WHAT YOU ARE ASKED TO DO →
Copy the data below word for word, from the line containing "Category: man with gray hair" through the end of the data.

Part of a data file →
************
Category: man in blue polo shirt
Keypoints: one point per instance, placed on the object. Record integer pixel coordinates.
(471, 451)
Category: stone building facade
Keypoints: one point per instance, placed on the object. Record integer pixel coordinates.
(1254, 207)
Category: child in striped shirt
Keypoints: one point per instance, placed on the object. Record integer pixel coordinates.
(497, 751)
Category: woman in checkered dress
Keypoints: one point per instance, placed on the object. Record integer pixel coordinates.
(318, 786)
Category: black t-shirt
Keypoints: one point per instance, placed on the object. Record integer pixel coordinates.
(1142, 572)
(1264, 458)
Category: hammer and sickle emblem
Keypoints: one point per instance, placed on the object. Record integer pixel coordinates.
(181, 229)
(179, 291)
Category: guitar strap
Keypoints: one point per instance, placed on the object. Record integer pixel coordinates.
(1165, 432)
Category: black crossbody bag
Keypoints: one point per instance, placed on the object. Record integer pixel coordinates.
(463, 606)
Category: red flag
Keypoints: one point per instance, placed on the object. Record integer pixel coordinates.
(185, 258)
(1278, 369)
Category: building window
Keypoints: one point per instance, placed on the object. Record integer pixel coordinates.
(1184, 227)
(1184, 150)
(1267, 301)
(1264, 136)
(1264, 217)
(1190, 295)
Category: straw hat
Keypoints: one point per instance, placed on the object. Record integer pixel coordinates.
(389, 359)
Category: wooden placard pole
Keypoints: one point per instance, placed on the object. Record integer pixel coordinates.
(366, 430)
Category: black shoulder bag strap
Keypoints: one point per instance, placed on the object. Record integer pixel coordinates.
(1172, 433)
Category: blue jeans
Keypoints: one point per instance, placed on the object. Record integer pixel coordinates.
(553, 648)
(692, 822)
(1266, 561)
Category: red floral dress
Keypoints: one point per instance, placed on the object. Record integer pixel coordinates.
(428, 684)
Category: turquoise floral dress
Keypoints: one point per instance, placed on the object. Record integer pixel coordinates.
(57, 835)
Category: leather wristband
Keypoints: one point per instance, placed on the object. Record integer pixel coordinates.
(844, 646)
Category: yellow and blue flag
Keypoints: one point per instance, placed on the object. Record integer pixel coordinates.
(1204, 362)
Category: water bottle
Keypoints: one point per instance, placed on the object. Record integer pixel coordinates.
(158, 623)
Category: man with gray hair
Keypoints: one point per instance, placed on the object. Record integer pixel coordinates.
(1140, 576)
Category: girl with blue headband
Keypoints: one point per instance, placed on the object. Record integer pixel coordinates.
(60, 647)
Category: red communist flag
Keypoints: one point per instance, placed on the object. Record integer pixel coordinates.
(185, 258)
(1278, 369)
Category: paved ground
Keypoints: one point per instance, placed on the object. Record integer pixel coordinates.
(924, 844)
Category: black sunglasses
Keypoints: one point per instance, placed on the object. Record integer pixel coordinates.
************
TASK SOLUTION →
Category: man with gray hair
Keypoints: one point per instance, placed on the object. Record integer pixel coordinates.
(1140, 576)
Category: girl with blue headband
Keypoints: one point per instance, placed on the object. Record integer pixel coordinates.
(60, 647)
Category: red communist flag
Keypoints: one point per instance, placed on the object. Record integer pixel coordinates.
(185, 258)
(1278, 369)
Category: paved ground
Keypoints: one point per instance, placed on the object. Record integer pixel coordinates.
(924, 844)
Category: black sunglasses
Keypoints: one point per instance, placed on the object. Record integer pixel coordinates.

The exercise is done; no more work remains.